Given problem: In all the items below, change "bounding box" to "box coordinates" and reproduce every line otherwise unchanged, omitting the pictures.

## Start Extracted material

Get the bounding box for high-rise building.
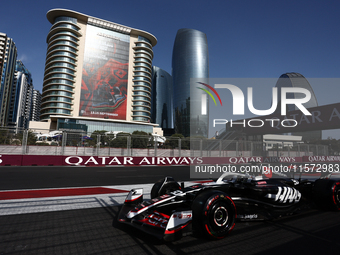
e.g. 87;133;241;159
0;33;17;126
151;66;174;135
276;73;322;141
8;60;33;129
36;9;157;132
30;89;41;121
172;28;209;137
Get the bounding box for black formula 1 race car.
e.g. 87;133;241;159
118;173;340;241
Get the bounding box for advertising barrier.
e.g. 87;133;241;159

## End Extracted material

Answer to this task:
Get the box coordinates for high-rise building.
e.g. 87;133;241;159
0;33;17;126
151;66;174;135
276;73;322;141
8;60;33;129
36;9;157;132
30;89;41;121
172;28;209;137
Get the box coordinates for black formula 1 race car.
e.g. 87;133;241;159
118;173;340;241
Get the box coordinates for advertising barrier.
e.g. 87;133;241;159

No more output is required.